(Reading passage):
Showing posts with label conspiracies. Show all posts
Showing posts with label conspiracies. Show all posts
Monday, May 25, 2020
[Roll Your Own Life] The Books That Hooked Me (Part 3)
THE ILLUMINATUS! TRILOGY - ROBERT SHEA & ROBERT ANTON WILSON
I owe the owner of the local comic shop a lot when it comes to recommendations of great comics. He was the reason I started reading The Crow, Bone, Hellboy, and so many more. However, he's always been great at recommending other media too. Without his recommendations I would never have watched the TV series Misfits. So when he recommends something, I listen.
One of his earlier recommendations, when I confessed I loved things like The X-Files and David Lynch, was that I should read The Illuminatus! Trilogy by Robert Shea and Robert Anton Wilson. He said it would open my mind.
I know this sounds like some weird literary version of drug deal, and I guess it kinda was. From his recommendation I got it out of the library, and started...
Before I go on, I have to say, I've only read it once - and it was so, very, weird. I remember starting to rereading a few years ago, but there are so many books and so little time to read them in.
Anyway - The Illuminatus! Trilogy is a bit like The DaVinci Code, but many, many years before it. And if Dan Brown was experiencing dimensions not usually seen in our reality. Following a couple of detectives - jeez, how did I forget that one of the characters is called Saul Goodman? - looking into a conspiracy behind the bombing of a magazine, you discover the theories of the Illuminatus and are introduced to Hagbard Celine, head of the Discordians, who are trying to stop the Illuminati - the secret organisation that controls the world. Hagbard, a modern Captain Nemo, aboard his golden submarine, is hoping to stop the Leviathan, hibernating Nazis, Yog-Sothoth... and it all switches from third- to first- person and changes viewpoints of characters mid-paragraph and...
Well, it's all a bit weird.

(Data listing):
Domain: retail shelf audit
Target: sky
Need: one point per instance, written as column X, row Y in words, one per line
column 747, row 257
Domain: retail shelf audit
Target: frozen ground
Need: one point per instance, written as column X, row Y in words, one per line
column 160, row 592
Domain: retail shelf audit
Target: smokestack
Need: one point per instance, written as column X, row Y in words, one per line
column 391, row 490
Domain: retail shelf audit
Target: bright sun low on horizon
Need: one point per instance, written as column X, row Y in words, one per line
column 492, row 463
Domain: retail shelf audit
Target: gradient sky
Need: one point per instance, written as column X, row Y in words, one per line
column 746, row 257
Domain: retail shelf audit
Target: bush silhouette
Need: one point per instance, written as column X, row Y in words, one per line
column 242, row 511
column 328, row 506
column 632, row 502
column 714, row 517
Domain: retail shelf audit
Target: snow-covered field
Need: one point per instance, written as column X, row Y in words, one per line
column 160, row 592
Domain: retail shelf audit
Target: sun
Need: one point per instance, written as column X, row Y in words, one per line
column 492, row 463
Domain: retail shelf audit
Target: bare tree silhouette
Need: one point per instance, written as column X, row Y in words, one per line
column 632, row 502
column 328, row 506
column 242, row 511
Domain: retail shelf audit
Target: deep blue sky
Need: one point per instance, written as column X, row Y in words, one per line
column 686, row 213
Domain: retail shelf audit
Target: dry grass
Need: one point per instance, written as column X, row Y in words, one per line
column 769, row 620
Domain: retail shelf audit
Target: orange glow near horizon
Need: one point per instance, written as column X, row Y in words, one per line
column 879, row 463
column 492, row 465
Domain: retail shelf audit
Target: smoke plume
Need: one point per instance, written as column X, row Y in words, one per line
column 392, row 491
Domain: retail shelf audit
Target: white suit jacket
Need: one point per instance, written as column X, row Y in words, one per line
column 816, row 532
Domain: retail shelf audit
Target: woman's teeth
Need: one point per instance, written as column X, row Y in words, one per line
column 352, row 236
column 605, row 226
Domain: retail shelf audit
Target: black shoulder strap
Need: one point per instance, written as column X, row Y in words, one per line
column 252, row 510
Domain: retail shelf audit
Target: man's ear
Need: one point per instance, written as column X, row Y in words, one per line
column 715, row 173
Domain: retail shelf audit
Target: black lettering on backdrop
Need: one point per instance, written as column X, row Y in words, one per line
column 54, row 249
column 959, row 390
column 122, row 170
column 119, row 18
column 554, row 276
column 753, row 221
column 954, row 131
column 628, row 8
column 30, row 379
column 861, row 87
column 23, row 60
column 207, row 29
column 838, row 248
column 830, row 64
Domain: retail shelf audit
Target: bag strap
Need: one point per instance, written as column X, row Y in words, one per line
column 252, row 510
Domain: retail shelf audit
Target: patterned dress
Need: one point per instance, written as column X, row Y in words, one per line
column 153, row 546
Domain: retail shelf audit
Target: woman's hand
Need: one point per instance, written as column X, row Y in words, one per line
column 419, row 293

(Task requirements):
a) Transcribe everything in the blog post about The Illuminatus! Trilogy from "Anyway - The" down to "a bit weird.".
b) List every title of a comic, television series, or novel that the blog post about The Illuminatus! Trilogy mentions.

(Results of the tasks):
a)
Anyway - The Illuminatus! Trilogy is a bit like The DaVinci Code, but many, many years before it. And if Dan Brown was experiencing dimensions not usually seen in our reality. Following a couple of detectives - jeez, how did I forget that one of the characters is called Saul Goodman? - looking into a conspiracy behind the bombing of a magazine, you discover the theories of the Illuminatus and are introduced to Hagbard Celine, head of the Discordians, who are trying to stop the Illuminati - the secret organisation that controls the world. Hagbard, a modern Captain Nemo, aboard his golden submarine, is hoping to stop the Leviathan, hibernating Nazis, Yog-Sothoth... and it all switches from third- to first- person and changes viewpoints of characters mid-paragraph and...
Well, it's all a bit weird.

b)
- The Crow
- Bone
- Hellboy
- Misfits
- The X-Files
- The Illuminatus! Trilogy
- The DaVinci Code